### Stored data
========

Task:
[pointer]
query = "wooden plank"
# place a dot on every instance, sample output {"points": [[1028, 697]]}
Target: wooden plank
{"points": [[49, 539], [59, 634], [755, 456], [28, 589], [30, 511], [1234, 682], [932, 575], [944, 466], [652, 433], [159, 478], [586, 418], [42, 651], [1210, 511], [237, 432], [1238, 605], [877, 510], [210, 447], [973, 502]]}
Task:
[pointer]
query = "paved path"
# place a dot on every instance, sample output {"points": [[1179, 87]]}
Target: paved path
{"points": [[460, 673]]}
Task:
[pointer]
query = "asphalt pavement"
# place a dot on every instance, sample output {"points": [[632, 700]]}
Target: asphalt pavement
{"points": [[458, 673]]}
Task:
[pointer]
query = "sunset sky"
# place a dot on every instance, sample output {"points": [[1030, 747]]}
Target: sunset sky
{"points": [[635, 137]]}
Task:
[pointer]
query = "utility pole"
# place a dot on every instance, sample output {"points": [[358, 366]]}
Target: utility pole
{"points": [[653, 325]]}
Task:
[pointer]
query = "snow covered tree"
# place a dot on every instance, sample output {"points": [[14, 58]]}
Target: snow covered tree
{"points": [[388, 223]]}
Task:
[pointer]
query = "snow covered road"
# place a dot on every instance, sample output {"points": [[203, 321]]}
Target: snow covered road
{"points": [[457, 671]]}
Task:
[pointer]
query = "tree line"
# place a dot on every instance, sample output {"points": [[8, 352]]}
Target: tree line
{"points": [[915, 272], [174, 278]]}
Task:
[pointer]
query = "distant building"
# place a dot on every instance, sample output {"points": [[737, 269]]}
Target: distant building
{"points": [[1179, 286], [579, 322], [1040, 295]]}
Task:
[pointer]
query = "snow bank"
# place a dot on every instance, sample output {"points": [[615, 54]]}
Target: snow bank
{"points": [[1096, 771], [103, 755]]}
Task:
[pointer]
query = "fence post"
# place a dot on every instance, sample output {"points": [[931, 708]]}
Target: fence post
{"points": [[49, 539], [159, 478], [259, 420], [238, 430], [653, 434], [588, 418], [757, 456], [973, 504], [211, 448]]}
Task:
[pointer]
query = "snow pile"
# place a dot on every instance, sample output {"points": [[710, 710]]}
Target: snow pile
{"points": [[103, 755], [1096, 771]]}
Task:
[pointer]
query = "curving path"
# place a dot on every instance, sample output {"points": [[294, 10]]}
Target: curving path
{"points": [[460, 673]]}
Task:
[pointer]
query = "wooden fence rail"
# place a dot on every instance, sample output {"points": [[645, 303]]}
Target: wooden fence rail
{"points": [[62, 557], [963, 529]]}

========

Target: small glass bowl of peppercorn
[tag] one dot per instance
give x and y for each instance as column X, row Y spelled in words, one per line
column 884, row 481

========

### Directions for this task
Please pick out every line of the records that contains the word "fence", and treat case as significant.

### Solution to this task
query = "fence post"
Target: fence post
query = "wooden fence rail"
Target: wooden fence rail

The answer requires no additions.